Exercise task ▸ Find the line containing "Short-answer question: In the image above, the cockpit". Return it and every line after it, unchanged, up to and including the last line.

------------------------

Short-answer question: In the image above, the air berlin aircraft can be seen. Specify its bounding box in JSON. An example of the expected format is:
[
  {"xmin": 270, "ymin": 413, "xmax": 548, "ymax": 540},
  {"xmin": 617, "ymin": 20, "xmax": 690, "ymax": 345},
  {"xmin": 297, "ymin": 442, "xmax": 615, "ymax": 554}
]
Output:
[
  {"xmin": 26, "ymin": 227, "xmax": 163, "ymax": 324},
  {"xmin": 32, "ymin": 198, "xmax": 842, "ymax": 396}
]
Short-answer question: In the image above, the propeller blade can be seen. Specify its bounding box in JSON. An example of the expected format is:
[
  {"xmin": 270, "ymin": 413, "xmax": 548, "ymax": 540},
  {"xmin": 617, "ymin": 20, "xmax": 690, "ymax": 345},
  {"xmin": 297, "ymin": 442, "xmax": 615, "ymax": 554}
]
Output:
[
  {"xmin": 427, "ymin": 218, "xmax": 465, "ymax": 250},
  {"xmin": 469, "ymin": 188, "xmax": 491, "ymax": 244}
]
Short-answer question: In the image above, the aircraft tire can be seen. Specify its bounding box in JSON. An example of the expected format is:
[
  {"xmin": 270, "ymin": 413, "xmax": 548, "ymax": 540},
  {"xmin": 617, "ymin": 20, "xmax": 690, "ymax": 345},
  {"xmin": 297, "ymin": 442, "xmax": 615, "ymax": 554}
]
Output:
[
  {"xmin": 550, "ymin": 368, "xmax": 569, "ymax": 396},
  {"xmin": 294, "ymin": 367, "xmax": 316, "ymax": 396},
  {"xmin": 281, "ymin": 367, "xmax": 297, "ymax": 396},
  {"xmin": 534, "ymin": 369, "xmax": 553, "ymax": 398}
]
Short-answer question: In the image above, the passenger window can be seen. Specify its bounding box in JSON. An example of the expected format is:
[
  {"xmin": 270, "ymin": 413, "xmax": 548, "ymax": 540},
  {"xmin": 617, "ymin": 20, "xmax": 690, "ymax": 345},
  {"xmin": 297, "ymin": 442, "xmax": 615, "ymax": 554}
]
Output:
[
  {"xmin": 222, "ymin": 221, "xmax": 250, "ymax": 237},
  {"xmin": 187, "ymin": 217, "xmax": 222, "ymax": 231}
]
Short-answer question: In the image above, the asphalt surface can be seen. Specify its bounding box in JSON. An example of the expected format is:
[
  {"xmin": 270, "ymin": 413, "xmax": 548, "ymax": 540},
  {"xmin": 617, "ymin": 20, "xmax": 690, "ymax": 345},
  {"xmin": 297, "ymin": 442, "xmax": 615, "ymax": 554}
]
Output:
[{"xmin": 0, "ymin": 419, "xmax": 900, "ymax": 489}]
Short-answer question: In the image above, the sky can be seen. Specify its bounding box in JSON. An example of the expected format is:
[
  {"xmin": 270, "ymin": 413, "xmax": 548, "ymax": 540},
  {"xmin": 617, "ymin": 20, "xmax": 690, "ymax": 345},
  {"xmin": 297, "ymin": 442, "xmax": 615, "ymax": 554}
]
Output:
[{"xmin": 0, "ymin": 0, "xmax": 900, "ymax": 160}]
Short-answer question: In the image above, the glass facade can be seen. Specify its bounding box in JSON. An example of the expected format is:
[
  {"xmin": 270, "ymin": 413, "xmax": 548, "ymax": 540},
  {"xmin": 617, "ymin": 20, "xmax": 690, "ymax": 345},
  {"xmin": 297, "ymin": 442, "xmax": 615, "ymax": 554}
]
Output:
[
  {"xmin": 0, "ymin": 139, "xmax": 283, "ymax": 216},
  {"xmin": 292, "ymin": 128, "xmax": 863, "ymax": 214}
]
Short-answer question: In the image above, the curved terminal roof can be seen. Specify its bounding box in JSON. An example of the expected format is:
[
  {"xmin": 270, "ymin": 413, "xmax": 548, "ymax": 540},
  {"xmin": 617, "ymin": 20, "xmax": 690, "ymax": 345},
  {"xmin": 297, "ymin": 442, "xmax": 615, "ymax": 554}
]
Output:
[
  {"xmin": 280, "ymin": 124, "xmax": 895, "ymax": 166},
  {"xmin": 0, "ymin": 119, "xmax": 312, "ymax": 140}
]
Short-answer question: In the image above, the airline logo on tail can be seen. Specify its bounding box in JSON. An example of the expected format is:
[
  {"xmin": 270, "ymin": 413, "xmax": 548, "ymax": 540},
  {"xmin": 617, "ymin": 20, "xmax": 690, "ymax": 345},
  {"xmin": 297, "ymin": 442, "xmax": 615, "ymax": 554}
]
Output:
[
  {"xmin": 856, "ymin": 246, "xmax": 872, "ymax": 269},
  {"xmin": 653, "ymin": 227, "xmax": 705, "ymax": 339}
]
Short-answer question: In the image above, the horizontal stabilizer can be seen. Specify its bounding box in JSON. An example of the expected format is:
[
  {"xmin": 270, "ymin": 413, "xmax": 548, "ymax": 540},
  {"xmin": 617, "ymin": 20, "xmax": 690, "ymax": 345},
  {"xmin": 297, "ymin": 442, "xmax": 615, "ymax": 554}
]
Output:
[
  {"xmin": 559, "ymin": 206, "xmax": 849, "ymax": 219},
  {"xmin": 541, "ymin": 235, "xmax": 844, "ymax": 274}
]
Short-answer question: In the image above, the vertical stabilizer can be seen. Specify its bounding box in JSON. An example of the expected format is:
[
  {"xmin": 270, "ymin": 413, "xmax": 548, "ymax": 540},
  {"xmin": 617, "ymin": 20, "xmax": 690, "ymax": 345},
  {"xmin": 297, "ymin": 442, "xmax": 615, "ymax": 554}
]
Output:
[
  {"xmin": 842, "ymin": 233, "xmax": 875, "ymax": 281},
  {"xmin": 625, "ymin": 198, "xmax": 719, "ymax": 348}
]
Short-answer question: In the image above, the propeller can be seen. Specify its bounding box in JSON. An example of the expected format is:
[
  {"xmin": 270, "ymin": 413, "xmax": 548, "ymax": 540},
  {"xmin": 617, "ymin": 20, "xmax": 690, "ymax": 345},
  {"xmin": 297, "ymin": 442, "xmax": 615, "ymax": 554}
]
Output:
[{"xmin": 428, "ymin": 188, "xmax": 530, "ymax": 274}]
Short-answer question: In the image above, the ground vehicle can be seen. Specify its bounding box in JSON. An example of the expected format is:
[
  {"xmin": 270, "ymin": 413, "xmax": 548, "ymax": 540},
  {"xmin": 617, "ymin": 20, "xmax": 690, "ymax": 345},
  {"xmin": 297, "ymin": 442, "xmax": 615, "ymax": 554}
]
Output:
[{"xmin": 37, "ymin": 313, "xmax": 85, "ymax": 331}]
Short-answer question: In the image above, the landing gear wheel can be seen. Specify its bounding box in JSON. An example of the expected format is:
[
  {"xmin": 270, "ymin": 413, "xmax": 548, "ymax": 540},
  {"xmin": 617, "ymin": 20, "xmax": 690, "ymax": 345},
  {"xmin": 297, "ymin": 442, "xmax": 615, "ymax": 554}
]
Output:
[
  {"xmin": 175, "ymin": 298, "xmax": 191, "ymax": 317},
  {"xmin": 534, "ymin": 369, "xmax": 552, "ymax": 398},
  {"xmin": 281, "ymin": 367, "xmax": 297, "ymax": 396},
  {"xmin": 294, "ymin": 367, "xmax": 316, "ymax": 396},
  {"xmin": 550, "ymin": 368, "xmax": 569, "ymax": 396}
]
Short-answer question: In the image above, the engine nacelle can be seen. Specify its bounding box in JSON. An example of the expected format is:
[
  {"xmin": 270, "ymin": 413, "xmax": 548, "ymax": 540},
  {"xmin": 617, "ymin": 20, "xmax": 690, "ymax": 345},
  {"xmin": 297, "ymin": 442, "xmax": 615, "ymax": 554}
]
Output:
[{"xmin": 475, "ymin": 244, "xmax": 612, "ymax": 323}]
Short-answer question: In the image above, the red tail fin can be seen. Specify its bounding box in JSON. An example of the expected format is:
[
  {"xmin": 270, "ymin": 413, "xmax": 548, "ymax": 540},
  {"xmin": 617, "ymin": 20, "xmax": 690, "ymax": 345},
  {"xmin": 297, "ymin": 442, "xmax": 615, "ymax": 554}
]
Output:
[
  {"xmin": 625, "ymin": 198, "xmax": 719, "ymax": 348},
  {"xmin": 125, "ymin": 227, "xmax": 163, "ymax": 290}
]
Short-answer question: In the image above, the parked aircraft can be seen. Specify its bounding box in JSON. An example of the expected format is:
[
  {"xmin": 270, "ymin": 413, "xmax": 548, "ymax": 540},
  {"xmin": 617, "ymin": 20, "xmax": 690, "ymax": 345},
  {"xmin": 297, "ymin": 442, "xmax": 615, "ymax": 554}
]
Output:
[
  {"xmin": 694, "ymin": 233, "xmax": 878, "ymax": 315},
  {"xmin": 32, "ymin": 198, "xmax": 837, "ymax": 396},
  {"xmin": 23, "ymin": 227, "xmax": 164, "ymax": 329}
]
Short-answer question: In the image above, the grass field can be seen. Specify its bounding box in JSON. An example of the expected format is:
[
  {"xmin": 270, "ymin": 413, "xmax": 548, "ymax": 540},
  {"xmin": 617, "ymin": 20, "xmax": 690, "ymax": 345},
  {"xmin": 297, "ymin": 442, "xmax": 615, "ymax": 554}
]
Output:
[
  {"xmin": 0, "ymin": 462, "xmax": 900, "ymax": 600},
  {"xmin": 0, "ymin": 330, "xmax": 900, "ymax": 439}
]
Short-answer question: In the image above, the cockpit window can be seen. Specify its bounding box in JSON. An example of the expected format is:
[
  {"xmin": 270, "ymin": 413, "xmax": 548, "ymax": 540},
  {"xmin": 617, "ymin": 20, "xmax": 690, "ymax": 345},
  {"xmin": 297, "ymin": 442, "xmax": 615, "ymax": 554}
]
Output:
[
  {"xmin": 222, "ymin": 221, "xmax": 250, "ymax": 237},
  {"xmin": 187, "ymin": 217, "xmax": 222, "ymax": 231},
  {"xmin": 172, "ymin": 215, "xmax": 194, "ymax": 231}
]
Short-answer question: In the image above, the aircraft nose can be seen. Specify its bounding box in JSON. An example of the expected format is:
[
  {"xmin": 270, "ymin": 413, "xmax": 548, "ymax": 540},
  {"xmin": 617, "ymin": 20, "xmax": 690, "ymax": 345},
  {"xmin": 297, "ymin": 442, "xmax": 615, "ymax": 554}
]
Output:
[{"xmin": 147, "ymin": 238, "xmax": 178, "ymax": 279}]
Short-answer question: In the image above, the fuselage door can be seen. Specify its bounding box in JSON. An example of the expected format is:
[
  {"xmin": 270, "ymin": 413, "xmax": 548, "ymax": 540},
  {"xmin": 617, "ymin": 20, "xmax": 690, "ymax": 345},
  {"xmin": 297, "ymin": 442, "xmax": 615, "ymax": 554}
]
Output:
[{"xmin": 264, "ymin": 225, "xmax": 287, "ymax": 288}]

------------------------

Output ▸
Short-answer question: In the image above, the cockpit window can be seen. Specify its bounding box in JSON. An example of the expected format is:
[
  {"xmin": 270, "ymin": 413, "xmax": 548, "ymax": 540},
  {"xmin": 617, "ymin": 20, "xmax": 690, "ymax": 345},
  {"xmin": 297, "ymin": 442, "xmax": 615, "ymax": 554}
]
Output:
[
  {"xmin": 222, "ymin": 221, "xmax": 250, "ymax": 237},
  {"xmin": 187, "ymin": 217, "xmax": 222, "ymax": 231},
  {"xmin": 172, "ymin": 215, "xmax": 194, "ymax": 231}
]
Short-answer question: In the image above, the aircraft nose can be seen. Specify its bounding box in JSON. An example of the expected format is:
[
  {"xmin": 270, "ymin": 413, "xmax": 548, "ymax": 540},
  {"xmin": 617, "ymin": 20, "xmax": 690, "ymax": 345},
  {"xmin": 297, "ymin": 442, "xmax": 615, "ymax": 554}
]
Output:
[{"xmin": 147, "ymin": 238, "xmax": 178, "ymax": 279}]
Short-answer question: In the image above, the fuselage door can be seen. Specify its bounding box in JSON. An example of the expected format is:
[
  {"xmin": 270, "ymin": 413, "xmax": 548, "ymax": 540},
  {"xmin": 617, "ymin": 20, "xmax": 690, "ymax": 345},
  {"xmin": 297, "ymin": 442, "xmax": 615, "ymax": 554}
]
Output:
[{"xmin": 264, "ymin": 225, "xmax": 287, "ymax": 288}]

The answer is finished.